Assignment =
The expected output is the line bearing "Query: harvester rear body" followed by all remaining lines of the records, each restated word for word.

Dataset excerpts =

Segment Open

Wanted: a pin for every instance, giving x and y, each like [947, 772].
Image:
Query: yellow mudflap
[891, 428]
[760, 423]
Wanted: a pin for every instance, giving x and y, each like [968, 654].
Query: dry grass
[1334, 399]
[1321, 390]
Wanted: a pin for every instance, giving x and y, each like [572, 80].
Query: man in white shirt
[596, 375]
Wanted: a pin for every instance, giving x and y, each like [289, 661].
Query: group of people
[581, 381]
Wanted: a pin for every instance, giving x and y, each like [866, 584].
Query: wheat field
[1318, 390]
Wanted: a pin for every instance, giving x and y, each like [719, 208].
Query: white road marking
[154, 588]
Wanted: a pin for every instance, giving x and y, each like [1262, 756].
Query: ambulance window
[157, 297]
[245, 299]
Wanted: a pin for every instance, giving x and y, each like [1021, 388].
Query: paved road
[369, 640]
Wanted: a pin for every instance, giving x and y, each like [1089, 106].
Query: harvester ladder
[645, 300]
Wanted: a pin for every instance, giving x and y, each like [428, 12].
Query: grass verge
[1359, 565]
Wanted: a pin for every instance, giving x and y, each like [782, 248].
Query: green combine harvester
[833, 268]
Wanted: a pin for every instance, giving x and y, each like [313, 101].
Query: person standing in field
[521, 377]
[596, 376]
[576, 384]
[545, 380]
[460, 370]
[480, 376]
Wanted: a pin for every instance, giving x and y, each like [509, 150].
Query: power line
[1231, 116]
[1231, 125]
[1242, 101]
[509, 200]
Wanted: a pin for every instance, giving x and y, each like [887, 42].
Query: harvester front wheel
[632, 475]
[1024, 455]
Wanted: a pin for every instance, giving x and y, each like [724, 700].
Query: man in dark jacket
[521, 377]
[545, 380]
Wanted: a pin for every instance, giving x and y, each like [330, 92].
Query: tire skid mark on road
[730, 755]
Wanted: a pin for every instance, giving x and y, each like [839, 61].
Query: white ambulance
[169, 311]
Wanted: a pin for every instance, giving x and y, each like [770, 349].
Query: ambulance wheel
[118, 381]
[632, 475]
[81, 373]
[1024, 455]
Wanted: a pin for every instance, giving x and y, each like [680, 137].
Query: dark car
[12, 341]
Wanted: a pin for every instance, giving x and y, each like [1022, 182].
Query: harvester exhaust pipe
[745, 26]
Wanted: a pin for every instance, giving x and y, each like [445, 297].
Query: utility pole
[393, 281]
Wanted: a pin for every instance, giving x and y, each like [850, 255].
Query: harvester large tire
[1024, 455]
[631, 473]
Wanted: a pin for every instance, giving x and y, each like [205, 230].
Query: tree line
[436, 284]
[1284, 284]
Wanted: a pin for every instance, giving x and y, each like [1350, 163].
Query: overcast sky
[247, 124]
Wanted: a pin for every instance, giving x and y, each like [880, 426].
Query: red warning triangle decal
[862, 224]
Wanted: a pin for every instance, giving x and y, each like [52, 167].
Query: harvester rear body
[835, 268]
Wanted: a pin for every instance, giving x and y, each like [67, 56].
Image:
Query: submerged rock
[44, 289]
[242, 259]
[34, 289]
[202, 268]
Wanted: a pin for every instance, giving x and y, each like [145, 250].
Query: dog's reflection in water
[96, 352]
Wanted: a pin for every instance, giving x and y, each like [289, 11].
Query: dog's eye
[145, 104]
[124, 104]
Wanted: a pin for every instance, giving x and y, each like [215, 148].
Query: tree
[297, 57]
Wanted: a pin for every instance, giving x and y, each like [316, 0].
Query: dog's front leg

Segment Closed

Exercise response =
Query: harvester rear body
[835, 268]
Wanted: a pin for every instance, giving x and y, each like [67, 56].
Image:
Query: submerged rock
[44, 289]
[242, 259]
[34, 289]
[202, 268]
Wanted: a pin for every instance, giving x and y, each like [145, 250].
Query: dog's reflection in water
[96, 352]
Wanted: a pin for every instance, giving x and y, each like [289, 11].
Query: dog's eye
[145, 104]
[124, 104]
Wanted: a pin for every instance, giving x and y, each like [215, 148].
Query: tree
[297, 57]
Wanted: a pin for every instance, giving x and y, each like [316, 0].
Query: dog's front leg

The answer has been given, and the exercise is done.